BEGIN

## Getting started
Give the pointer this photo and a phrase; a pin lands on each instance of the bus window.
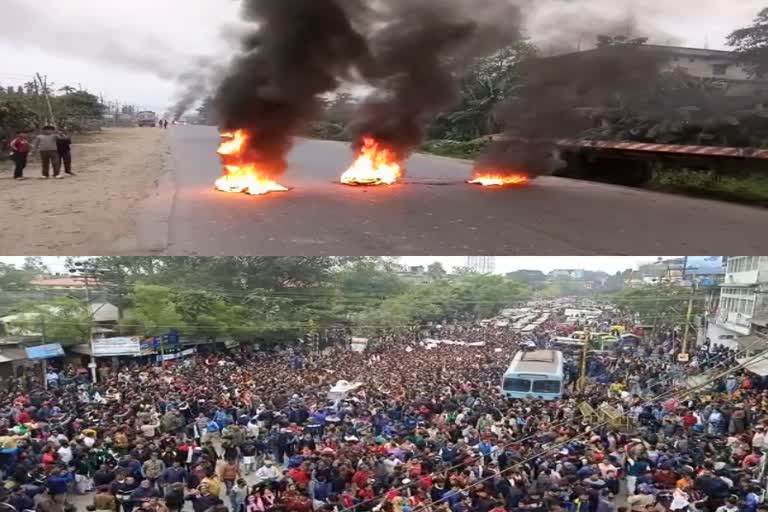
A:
(546, 386)
(519, 385)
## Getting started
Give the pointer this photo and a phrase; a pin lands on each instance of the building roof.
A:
(10, 354)
(661, 49)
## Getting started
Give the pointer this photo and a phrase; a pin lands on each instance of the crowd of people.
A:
(426, 430)
(53, 146)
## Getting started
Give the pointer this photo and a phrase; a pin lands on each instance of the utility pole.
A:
(583, 373)
(44, 89)
(86, 273)
(44, 362)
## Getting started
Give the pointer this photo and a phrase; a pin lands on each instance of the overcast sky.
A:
(610, 264)
(130, 51)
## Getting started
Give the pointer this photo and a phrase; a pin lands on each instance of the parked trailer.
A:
(632, 163)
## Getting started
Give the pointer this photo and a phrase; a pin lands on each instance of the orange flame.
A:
(240, 176)
(375, 165)
(499, 180)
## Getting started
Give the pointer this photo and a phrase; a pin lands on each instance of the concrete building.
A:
(481, 264)
(721, 69)
(742, 304)
(572, 273)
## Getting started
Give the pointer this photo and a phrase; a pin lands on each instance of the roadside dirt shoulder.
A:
(92, 213)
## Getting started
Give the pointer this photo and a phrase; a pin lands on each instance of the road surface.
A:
(433, 213)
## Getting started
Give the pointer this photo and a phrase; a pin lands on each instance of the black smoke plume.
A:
(416, 59)
(299, 50)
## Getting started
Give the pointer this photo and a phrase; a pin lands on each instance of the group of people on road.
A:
(426, 431)
(54, 147)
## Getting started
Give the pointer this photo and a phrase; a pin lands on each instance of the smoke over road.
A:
(299, 50)
(410, 55)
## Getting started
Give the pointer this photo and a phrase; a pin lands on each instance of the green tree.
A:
(35, 264)
(436, 271)
(751, 44)
(66, 321)
(490, 81)
(12, 278)
(153, 313)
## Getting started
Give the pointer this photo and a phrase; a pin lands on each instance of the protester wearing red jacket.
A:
(20, 148)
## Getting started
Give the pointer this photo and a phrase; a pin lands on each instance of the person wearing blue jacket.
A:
(58, 484)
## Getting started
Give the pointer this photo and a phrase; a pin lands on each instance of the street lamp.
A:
(88, 272)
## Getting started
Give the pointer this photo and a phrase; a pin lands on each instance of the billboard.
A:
(120, 346)
(45, 351)
(704, 265)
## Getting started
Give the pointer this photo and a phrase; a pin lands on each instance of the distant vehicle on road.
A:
(147, 118)
(534, 375)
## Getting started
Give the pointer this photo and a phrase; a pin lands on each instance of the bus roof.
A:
(547, 362)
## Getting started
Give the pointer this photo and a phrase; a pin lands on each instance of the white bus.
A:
(534, 375)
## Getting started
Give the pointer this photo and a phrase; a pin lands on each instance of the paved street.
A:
(434, 212)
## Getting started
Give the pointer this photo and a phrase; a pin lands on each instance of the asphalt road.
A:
(433, 213)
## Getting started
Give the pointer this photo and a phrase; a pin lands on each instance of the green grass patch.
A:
(456, 149)
(749, 189)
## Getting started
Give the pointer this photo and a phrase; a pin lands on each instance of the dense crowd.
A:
(427, 431)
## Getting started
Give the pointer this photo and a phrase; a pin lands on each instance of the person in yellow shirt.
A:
(213, 484)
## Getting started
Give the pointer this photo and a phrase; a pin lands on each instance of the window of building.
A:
(743, 263)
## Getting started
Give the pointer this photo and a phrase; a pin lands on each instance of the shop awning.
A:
(758, 366)
(755, 343)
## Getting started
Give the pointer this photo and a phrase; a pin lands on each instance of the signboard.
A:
(177, 355)
(704, 265)
(45, 351)
(119, 346)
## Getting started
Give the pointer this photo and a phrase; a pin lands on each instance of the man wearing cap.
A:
(267, 473)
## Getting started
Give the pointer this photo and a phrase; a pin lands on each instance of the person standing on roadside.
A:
(20, 148)
(64, 147)
(46, 143)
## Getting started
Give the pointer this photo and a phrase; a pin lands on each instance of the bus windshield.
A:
(546, 386)
(519, 385)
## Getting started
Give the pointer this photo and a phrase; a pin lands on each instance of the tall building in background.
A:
(481, 264)
(743, 305)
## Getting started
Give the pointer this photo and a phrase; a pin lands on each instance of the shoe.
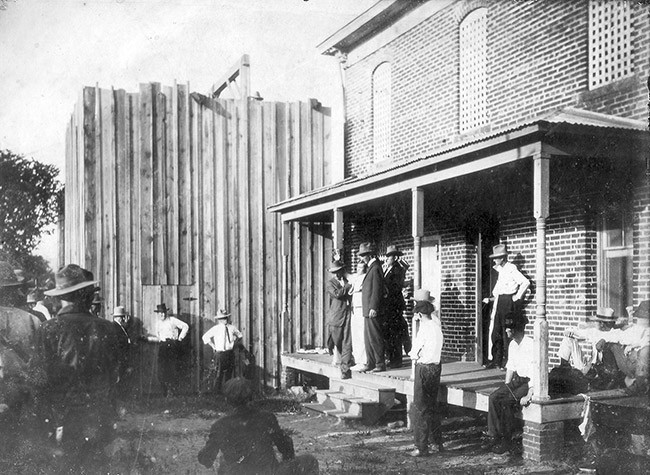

END

[The task]: Return each line in the records that holds the string "people".

[Answer to this problem]:
Give the pointer this photo and a phrase; a pin lands on each instance of the crowd of people.
Give the pointer this photo and a phrase; a pin lands on each instance of the group of people on road.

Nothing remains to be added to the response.